- What you should do -
What you return should be every record, retyped without a single change.

Items listed in a dataset
··········

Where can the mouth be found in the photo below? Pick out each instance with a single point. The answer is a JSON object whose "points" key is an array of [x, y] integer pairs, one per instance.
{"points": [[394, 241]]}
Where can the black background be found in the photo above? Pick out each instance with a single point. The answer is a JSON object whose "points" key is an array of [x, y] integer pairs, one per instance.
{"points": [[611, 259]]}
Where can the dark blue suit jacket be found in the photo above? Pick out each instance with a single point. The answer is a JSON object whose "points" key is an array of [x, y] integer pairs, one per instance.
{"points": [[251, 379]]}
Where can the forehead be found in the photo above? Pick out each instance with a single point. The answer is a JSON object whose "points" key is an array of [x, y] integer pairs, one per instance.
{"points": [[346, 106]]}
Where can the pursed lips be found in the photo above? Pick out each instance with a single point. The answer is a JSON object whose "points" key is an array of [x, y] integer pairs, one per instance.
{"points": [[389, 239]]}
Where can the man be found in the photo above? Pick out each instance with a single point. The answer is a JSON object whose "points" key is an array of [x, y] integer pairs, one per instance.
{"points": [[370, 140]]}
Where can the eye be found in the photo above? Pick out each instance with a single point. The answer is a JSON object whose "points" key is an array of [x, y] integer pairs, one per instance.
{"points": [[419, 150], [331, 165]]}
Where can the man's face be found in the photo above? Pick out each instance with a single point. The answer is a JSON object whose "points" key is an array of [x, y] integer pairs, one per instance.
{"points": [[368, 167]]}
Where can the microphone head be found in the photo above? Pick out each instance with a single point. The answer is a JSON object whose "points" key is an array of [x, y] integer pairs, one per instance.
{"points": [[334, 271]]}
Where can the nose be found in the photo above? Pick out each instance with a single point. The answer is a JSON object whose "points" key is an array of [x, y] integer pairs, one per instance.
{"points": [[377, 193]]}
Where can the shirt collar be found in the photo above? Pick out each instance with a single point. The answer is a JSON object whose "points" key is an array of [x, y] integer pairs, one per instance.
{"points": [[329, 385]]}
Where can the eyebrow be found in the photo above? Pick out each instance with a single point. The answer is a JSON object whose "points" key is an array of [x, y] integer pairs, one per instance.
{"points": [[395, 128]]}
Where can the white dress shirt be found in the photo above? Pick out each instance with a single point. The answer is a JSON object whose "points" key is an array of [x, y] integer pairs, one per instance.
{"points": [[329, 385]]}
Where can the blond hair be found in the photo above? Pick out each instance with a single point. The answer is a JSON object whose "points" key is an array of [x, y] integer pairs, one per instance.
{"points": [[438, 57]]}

··········

- Reply to the exercise -
Where can the mouth be found in the photo below? Pick out each instance with a single point. The answer is a JSON object whose "points" key is an array of [x, y] integer pairs, one per instance.
{"points": [[394, 241]]}
Where can the black background be found in the photo above? Pick out each instance with a single point. The answer is a JSON object whose "points" key is an array of [x, y] integer pairs, one per instance.
{"points": [[611, 259]]}
Where can the dark blue suit jacket be found in the photo above? Pick out each instance with a single point. The answer is a JSON object whose "points" key is an array of [x, y] integer pairs, one per instance.
{"points": [[251, 379]]}
Where can the forehead be found in the photo above? Pick out each instance with a single point. The answer is a JSON object whose "points" key is an array of [x, y] integer pairs, one per instance.
{"points": [[346, 106]]}
Where can the pursed lips be found in the photo above? Pick out each instance with a single point. The answer is a JSON object whose "points" key is an array of [x, y] integer pairs, one per instance.
{"points": [[389, 239]]}
Where can the man be found in the photo above? Pick out each instance with a single point. The answer is a JSON object whose "points" key is an array of [x, y] integer pairs, one per instance.
{"points": [[370, 140]]}
Where can the eye be found in the photo above? Pick out each instance with a single point. The answer is a JSON object whose "points" key is an array of [x, y] integer pairs, one per instance.
{"points": [[419, 150], [331, 165]]}
Where can the man's face be found in the photo above? Pick out each instance with a single point. The answer is a JSON object whose "points" key is an array of [x, y] integer pairs, one per instance.
{"points": [[368, 167]]}
Where can the microphone head be found in the photo above? Pick out each instance with a single point. The answer is a JSON object whose "points" key is an array of [x, y] integer pairs, one per instance.
{"points": [[334, 271]]}
Where can the nose be found in the photo above? Pick out each instance with a single point. The answer is a JSON object whose "points" key is an array of [x, y] integer pairs, one per instance.
{"points": [[377, 193]]}
Where can the shirt collar be found in the photo above? Pick out each instance with a single point. The answer is a JSON object whose "points" key is an array of [x, y] integer pairs, one per instance.
{"points": [[329, 385]]}
Where can the eyebrow be found in the photo above? Pick out each instance with a single point. The answer is a JSON object whose "points" key is an array of [x, y] integer pairs, one per instance.
{"points": [[395, 128]]}
Where can the white dress shirt be found in the photo above? Pick out each instance with a single point. The answer is a JSON object whose "points" key is an array of [x, y] integer pairs, one per instance.
{"points": [[329, 385]]}
Where can the blond hair be found in the photo above? Pick out each instance with a single point. The answer is a JSON object whose "points" key is an array of [x, y] integer pairs, one per instance.
{"points": [[438, 57]]}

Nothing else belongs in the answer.